16.11.2021
Михаил Чулков
eye 227

«Пересмешник» М. Д. Чулкова как пародия на роман

«Пересмешник» М. Д. Чулкова как пародия на роман

В. П. Царева

Середина XVIII в. и 60-е годы в России отмечены ростом национального самосознания, нашедшего свое выражение в стремлении создать историю государства и в пристальном внимании к народному творчеству. Характеризуя литературную атмосферу рассматриваемого периода, Л. И. Кулакова писала: «Теория «преложения» не могла удовлетворить назревшей потребности создания национального искусства. К концу 60-х годов стали вырисовываться два пути. Один из них — путь собирания народного творчества и опоры на него при создании художественных произведений, другой наметился в полемике 1769 года...». Новые тенденции в литературном процессе сказались в изменении жанровой структуры русской литературы, в которой все большее значение начинал играть роман. Полемика о романе, начатая журналами, получила дальнейшее развитие в творческой практике писателей-прозаиков.

«Пересмешник, или Славенские сказки» (1766-1789) М. Д. Чулкова целиком посвящен проблеме романа, хотя вопрос о жанровой принадлежности этого произведения спорен. Относительно «Пересмешника» в литературоведении существуют разные точки зрения. Одну развивает английский ученый Дж. Гаррард, другую — отечественный исследователь В. П. Степанов. Дж. Гаррард, отметив родство произведения М. Д. Чулкова с «Комическим романом» (1651-1657) французского прозаика Поля Скаррона, обусловленное общностью ситуаций, сложившихся во французской литературе первой половины XVIII века и в русской литературе второй половины XVIII века, рассматривает «Пересмешник» М. Д. Чулкова как пародию на авантюрно-галантный роман Ф. А. Эмина.

В. П. Степанов считает, что М. Д. Чулков опыт и приемы П. Скаррона усваивает «чисто механически», не осознавая их реального литературно-полемического смысла. Несмотря на несогласие с терминологией Дж. Гаррарда, которая приводит к мысли о нигилистическом отношении писателя к жанру романа вообще, его точка зрения представляется более справедливой.

Обращение М. Д. Чулкова к скарроновскому опыту борьбы с прециозным романом было отнюдь не случайно и явно имело для него принципиальное значение. Влияние романа П. Скаррона на «Пересмешник» М. Д. Чулкова сказалось в бурлескном стиле произведения, в буффонном характере интриг и приключений и в заимствованном сюжете о любовнице-невидимке. Вся двадцать первая глава «Комического романа» Скаррона посвящена разговору о жанре: молодой советник Рокебрюн и другие герои высказывают свое отношение к роману. Сопоставление произведений русского автора и его французского предшественника показывает, что при некоторых сюжетных заимствованиях М. Д. Чулков в своих атаках на роман достаточно самостоятелен. Русский писатель в своих претензиях к роману, щедро рассыпанных в «Пересмешнике», ни разу не повторяет доводы П. Скаррона.

*ЗАДАНИЕ A*. Верните без изменений фрагмент статьи о «Пересмешнике» Чулкова: начните со слов, в которых есть «В. П. Степанов считает, что», и остановитесь после «представляется более справедливой.».
Текст и строки никак между собой не связаны.

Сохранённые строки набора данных
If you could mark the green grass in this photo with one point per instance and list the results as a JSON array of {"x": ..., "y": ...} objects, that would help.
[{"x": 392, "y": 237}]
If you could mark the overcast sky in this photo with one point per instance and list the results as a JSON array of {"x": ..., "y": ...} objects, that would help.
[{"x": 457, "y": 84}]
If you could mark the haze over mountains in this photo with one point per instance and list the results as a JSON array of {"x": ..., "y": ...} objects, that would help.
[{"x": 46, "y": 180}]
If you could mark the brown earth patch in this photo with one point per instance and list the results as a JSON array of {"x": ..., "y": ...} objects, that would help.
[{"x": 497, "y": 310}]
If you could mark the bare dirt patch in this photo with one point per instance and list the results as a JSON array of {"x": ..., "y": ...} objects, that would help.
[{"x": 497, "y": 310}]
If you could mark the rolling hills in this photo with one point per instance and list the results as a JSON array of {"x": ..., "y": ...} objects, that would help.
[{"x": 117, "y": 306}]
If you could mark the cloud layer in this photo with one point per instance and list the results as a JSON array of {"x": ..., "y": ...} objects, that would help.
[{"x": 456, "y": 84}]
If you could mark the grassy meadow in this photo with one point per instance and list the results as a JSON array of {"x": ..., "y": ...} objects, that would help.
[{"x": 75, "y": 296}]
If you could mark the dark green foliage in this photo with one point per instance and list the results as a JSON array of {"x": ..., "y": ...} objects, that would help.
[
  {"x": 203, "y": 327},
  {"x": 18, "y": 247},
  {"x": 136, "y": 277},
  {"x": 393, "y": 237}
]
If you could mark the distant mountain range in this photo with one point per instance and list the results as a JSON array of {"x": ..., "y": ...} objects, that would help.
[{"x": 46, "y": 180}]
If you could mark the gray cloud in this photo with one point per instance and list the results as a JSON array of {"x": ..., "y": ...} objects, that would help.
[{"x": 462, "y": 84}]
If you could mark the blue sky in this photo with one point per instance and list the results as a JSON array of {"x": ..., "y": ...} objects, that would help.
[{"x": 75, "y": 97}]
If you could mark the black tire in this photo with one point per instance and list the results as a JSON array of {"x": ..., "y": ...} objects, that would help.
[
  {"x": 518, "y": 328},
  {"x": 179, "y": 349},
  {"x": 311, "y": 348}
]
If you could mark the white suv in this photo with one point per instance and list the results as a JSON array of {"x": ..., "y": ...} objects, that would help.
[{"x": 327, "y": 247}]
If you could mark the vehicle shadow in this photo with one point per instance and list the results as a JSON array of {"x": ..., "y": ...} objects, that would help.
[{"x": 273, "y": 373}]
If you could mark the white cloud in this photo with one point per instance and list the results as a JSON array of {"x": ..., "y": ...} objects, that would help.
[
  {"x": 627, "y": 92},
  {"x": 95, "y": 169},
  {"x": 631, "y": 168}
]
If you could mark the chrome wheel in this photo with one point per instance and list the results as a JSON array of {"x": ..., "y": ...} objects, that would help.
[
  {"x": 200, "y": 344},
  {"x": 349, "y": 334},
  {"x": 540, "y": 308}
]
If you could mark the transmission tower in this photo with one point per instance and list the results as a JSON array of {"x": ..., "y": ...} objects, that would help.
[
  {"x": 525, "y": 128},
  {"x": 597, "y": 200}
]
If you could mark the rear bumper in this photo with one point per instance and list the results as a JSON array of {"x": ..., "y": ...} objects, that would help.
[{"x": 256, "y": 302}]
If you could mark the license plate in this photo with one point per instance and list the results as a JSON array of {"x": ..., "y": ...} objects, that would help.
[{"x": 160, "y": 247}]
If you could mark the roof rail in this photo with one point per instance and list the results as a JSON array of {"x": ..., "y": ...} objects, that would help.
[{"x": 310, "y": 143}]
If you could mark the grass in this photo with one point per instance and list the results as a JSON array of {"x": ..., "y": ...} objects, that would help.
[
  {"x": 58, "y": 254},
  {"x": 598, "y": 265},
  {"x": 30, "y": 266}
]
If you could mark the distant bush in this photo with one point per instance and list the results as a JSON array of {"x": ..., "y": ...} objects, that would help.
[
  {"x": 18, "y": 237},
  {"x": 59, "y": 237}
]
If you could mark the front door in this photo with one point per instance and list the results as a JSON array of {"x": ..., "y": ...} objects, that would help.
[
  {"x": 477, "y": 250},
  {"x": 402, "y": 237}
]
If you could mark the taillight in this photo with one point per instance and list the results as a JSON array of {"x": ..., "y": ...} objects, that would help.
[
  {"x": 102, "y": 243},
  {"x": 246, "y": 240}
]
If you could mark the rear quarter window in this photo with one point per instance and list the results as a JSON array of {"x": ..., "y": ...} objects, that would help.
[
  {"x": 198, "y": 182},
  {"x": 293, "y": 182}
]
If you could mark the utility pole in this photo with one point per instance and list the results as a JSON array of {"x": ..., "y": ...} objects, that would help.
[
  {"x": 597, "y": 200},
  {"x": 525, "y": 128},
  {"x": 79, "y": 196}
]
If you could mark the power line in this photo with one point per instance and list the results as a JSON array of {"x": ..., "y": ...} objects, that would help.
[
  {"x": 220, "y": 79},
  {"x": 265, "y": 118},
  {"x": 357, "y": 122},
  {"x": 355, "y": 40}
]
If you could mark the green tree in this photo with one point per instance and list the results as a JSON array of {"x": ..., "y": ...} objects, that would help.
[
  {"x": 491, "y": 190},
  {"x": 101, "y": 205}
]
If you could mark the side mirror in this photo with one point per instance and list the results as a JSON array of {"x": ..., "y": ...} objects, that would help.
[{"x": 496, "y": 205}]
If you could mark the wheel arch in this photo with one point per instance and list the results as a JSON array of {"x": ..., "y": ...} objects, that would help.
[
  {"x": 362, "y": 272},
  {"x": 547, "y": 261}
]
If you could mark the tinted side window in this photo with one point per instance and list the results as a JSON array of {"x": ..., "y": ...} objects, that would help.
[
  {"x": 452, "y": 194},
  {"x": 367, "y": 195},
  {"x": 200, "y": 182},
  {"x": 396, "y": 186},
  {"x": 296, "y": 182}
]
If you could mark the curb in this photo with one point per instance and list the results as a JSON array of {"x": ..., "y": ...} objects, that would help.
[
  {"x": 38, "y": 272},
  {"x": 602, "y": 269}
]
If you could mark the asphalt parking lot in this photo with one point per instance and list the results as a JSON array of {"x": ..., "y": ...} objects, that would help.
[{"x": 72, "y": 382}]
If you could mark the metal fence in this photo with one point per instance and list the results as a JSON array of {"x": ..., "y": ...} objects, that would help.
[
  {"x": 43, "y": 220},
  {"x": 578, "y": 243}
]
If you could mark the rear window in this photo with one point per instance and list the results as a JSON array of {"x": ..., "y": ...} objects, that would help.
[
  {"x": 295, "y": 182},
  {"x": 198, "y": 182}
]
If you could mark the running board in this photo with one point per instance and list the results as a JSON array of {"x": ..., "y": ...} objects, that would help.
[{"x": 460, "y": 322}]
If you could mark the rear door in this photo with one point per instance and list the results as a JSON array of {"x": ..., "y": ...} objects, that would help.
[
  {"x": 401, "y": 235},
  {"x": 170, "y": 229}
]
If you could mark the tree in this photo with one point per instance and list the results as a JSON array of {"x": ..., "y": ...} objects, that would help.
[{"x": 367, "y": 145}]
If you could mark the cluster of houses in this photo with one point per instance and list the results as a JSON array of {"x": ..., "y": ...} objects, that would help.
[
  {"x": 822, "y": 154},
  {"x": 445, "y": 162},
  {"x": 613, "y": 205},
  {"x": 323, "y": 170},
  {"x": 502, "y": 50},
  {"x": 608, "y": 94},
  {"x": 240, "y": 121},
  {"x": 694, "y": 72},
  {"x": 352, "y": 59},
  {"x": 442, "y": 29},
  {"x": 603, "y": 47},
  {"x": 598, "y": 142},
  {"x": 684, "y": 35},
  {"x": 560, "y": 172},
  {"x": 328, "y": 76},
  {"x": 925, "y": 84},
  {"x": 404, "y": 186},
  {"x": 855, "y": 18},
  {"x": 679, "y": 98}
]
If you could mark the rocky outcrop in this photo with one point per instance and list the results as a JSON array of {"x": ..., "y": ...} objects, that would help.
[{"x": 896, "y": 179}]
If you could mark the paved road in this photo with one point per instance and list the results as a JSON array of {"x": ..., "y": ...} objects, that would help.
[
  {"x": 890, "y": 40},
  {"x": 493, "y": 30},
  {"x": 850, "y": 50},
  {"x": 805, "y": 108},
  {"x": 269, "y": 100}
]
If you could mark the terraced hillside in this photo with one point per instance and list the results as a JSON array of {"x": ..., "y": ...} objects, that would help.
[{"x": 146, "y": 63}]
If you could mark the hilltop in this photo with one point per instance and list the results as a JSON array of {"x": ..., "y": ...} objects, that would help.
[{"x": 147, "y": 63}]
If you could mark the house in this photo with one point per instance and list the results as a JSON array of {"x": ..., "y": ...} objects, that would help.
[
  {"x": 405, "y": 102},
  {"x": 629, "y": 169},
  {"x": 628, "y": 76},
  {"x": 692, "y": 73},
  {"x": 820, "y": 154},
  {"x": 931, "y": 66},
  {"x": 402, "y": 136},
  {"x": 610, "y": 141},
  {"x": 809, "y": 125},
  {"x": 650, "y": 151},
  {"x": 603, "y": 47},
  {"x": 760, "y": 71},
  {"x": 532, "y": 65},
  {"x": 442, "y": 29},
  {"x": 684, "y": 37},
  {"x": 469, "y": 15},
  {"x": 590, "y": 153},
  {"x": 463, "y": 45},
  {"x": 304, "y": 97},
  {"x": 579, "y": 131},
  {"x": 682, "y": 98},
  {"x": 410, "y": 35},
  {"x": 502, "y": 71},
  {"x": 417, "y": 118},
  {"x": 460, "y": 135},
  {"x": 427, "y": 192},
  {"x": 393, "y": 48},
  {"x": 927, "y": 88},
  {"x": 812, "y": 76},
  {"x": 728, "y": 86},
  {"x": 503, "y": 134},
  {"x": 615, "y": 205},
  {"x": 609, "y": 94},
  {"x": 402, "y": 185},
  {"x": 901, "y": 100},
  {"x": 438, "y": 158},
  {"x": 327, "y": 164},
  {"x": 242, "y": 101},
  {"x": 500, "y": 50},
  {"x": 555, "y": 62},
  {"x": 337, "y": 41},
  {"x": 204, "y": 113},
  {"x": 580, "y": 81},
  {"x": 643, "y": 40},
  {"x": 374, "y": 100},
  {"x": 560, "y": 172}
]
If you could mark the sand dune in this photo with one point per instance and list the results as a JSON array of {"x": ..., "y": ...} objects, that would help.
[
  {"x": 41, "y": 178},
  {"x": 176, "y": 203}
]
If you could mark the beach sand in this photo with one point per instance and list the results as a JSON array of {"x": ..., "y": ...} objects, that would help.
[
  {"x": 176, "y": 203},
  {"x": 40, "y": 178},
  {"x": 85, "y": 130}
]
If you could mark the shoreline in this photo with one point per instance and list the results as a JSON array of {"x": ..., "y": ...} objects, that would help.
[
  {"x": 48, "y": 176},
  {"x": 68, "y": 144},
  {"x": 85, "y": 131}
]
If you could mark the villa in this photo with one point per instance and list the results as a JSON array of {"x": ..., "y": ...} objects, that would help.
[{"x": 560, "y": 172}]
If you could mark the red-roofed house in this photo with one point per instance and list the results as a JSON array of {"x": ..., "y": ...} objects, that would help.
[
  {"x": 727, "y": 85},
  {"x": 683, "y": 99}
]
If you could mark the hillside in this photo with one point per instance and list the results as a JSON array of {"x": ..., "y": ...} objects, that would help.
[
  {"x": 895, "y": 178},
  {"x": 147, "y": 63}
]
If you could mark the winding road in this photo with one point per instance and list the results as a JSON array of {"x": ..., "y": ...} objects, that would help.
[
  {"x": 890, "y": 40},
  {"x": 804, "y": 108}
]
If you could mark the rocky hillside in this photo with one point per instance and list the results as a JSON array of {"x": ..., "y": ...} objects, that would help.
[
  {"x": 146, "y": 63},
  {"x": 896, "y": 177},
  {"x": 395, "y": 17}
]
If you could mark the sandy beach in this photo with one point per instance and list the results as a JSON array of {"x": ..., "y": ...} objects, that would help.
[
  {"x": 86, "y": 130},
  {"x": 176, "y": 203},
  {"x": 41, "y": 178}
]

*ЗАДАНИЕ B*. Выберите все строки, где встречается слово «rocky», и перепишите их полностью.

*ПОЛНЫЙ ОТВЕТ A*.
В. П. Степанов считает, что М. Д. Чулков опыт и приемы П. Скаррона усваивает «чисто механически», не осознавая их реального литературно-полемического смысла. Несмотря на несогласие с терминологией Дж. Гаррарда, которая приводит к мысли о нигилистическом отношении писателя к жанру романа вообще, его точка зрения представляется более справедливой.

*ПОЛНЫЙ ОТВЕТ B*.
If you could mark the rocky outcrop in this photo with one point per instance and list the results as a JSON array of {"x": ..., "y": ...} objects, that would help.
If you could mark the rocky hillside in this photo with one point per instance and list the results as a JSON array of {"x": ..., "y": ...} objects, that would help.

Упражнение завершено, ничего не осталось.